Referring expression data
┄┄┄┄┄┄┄┄┄┄┄┄┄┄┄┄┄┄┄┄

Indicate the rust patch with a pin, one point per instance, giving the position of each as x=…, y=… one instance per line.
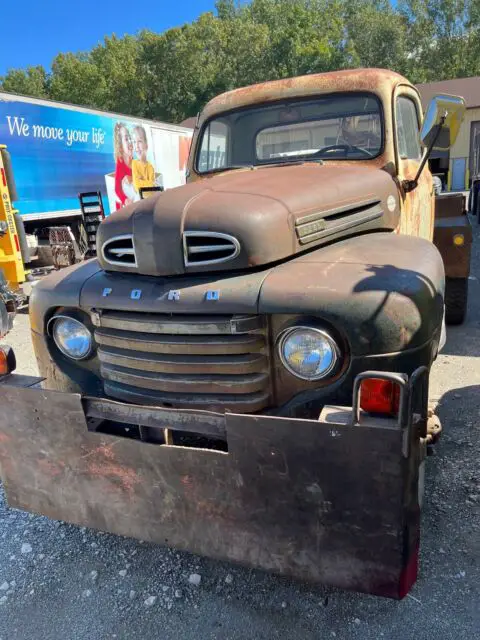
x=101, y=463
x=51, y=469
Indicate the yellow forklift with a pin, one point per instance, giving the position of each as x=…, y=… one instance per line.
x=13, y=247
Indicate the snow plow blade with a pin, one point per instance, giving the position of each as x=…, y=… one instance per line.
x=333, y=501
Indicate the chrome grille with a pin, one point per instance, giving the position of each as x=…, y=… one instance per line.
x=208, y=247
x=120, y=251
x=209, y=362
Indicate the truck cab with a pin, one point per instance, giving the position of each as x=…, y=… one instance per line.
x=290, y=283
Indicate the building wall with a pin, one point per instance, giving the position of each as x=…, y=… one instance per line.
x=461, y=148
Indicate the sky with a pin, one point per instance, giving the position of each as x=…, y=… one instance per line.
x=34, y=31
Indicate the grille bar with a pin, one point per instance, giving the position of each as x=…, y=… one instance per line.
x=180, y=344
x=241, y=403
x=210, y=362
x=248, y=383
x=176, y=325
x=238, y=364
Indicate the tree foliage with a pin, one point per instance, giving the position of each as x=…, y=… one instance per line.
x=171, y=75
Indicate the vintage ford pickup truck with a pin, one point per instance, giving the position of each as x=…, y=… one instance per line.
x=243, y=371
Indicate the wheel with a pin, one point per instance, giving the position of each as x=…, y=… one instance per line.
x=456, y=297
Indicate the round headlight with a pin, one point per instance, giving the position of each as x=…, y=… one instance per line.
x=310, y=354
x=72, y=337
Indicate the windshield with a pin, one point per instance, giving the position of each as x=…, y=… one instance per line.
x=335, y=127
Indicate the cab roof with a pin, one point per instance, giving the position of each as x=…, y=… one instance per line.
x=378, y=81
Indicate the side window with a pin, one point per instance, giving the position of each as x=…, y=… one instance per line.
x=408, y=131
x=213, y=150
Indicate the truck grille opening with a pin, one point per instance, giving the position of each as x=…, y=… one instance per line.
x=216, y=363
x=120, y=251
x=208, y=247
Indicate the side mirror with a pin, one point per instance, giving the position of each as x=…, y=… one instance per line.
x=442, y=121
x=440, y=128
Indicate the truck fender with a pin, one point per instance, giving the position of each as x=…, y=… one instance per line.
x=384, y=291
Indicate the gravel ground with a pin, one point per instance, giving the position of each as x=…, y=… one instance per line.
x=61, y=582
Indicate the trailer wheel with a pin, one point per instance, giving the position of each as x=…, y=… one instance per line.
x=456, y=297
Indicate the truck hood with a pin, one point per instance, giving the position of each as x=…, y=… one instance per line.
x=247, y=218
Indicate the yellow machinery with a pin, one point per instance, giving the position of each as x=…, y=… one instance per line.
x=11, y=259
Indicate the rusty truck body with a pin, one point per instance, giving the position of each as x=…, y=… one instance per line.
x=243, y=371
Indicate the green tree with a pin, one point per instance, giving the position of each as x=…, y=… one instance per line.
x=32, y=81
x=76, y=79
x=377, y=35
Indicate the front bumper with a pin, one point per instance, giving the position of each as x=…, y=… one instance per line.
x=332, y=500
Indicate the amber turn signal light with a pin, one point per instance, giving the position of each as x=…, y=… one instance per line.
x=8, y=361
x=380, y=396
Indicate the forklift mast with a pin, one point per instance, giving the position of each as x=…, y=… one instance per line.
x=11, y=259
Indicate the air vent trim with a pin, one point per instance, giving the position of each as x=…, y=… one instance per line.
x=130, y=251
x=230, y=244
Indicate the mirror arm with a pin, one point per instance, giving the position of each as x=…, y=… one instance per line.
x=410, y=185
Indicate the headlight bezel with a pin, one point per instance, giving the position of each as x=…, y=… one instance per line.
x=286, y=333
x=73, y=318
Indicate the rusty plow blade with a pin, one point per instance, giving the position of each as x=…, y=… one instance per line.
x=330, y=501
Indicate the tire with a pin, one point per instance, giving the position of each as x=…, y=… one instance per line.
x=456, y=297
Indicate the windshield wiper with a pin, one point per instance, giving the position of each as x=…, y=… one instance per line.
x=228, y=168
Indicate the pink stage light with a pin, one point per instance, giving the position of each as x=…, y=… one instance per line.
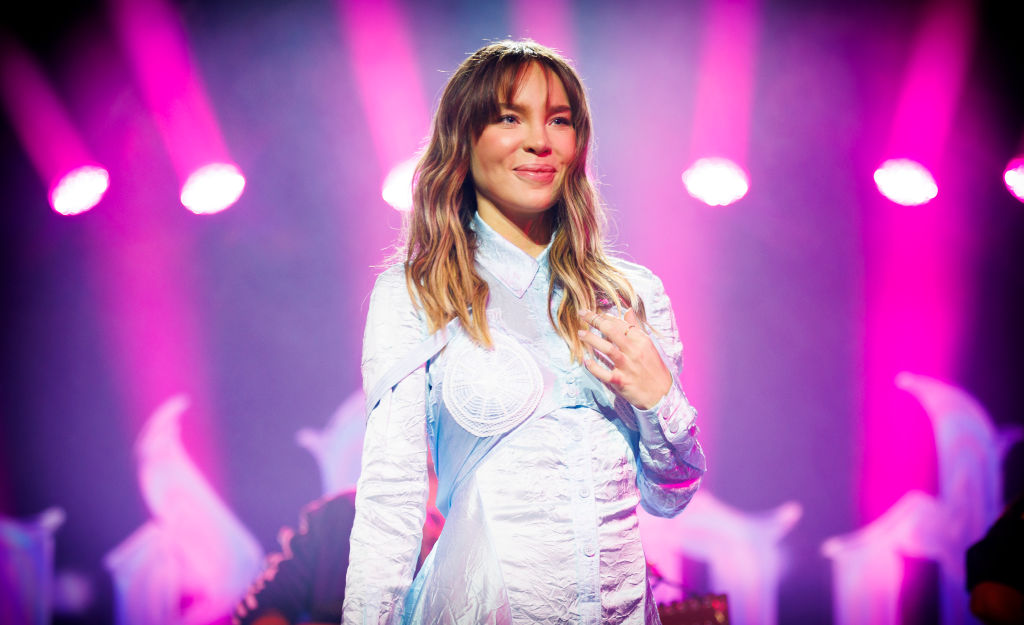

┄┄┄┄┄┄┄┄┄┄┄┄┄┄┄┄┄┄┄┄

Output all of the data above exactly; no pictures should appear.

Indicate the rust patch with a pin, one point per instance, giving the position of each as x=…, y=… one instance per line.
x=101, y=463
x=51, y=469
Indicate the yellow forklift with a pin, one point per instance, giving the position of each as x=…, y=… one instance per line.
x=13, y=247
Indicate the snow plow blade with a pin, one point per instance, giving the position of each as x=…, y=… one instance per line.
x=333, y=501
Indicate the chrome grille with a pin, one point per instance, giving the position of each as x=…, y=… one instance per line.
x=208, y=247
x=120, y=251
x=209, y=362
Indicate the truck cab with a pin, one point per instance, giving the position of each as x=…, y=… one instance per line.
x=290, y=283
Indicate the building wall with a pin, one point per instance, giving the position of each as x=…, y=… one instance per line.
x=461, y=148
Indicate the sky with a pin, one point per instance, giving the position of each as x=…, y=… one instance per line.
x=34, y=31
Indicate the grille bar with a pin, one point per instance, giving the position of each as x=…, y=… one instance per line.
x=180, y=344
x=241, y=403
x=210, y=362
x=248, y=383
x=176, y=325
x=238, y=364
Indicate the tree foliage with a pin, one point per instance, giving the position of each as x=…, y=… one instance per line.
x=171, y=75
Indicate the vintage ford pickup truck with a pin, one point per instance, giving the position of each as x=…, y=… one instance per line.
x=243, y=371
Indicate the wheel with a pin, one point per instance, giving the position of each as x=…, y=… one instance per line.
x=456, y=297
Indicate the round headlight with a pin, one point per instance, giving the position of each as x=…, y=… one instance per line.
x=310, y=354
x=72, y=337
Indicate the windshield with a pin, one point per instance, giving the position of each as x=…, y=… one instance per line.
x=335, y=127
Indicate the cab roof with a pin, one point per instance, giving the position of each as x=…, y=… one instance per line.
x=378, y=81
Indicate the side window with a pin, one point per instance, giving the position of each as x=…, y=… one instance per line.
x=408, y=131
x=213, y=150
Indicate the truck grille opening with a pin, one point per instance, giving the position of each as x=…, y=… one instance per line.
x=216, y=363
x=120, y=251
x=208, y=247
Indicate the side mirror with a pin, one point per instance, giving the position of each as x=…, y=… one instance per line.
x=442, y=121
x=440, y=128
Indicate the truck fender with a pin, one point per instance, giving the position of each as x=…, y=… one instance per line.
x=384, y=291
Indicate the gravel ground with a pin, one point per instance, giving the position of each as x=…, y=… one instance per line.
x=61, y=582
Indicate the trailer wheel with a pin, one point per instance, giving the position of each as x=…, y=… one instance per line.
x=456, y=297
Indicate the truck hood with a pin, one point per instance, giving the position of each as x=…, y=… one instance per line.
x=247, y=218
Indicate the yellow machinery with a pin, one point per instance, giving the position of each as x=…, y=… one instance per line.
x=11, y=259
Indicate the rusty truck body with a pin, one point per instance, giving the position of each as x=…, y=… one instance per line.
x=243, y=371
Indicate the green tree with a pin, one point per instance, giving the position of each as x=…, y=… one instance per line.
x=32, y=81
x=76, y=79
x=377, y=35
Indicate the front bumper with a pin, one point per instance, giving the position of each as x=…, y=… one instance per line.
x=332, y=500
Indicate the amber turn signal light with a pin, one point per instance, giving the position of each as x=…, y=… one instance per line.
x=8, y=361
x=380, y=396
Indicate the forklift mast with a pin, one point per instance, giving the position of each as x=…, y=… one instance per line.
x=11, y=259
Indicate the air vent trim with a pin, one point per instance, giving the position of each as x=…, y=… one instance per line.
x=130, y=251
x=230, y=244
Indicate the mirror arm with a pin, one point per instance, giving the position of each as x=…, y=… one instance per line.
x=410, y=185
Indicate the headlight bezel with a pin, one point per instance, giving the position of each as x=…, y=… one instance per line.
x=286, y=333
x=73, y=318
Indicate the rusty plow blade with a pin, one point per instance, giving the position of each as x=…, y=… one instance per line.
x=330, y=501
Indicate the tire with a pin, one point per instance, giving the position of each as x=…, y=… one instance per line.
x=456, y=297
Indicate the windshield wiper with a pin, one point per instance, giving the position of each as x=…, y=… one instance per line.
x=228, y=168
Indicate the pink stage light with a pin, one point per instance, giving the position of each as x=…, y=… one instance per line.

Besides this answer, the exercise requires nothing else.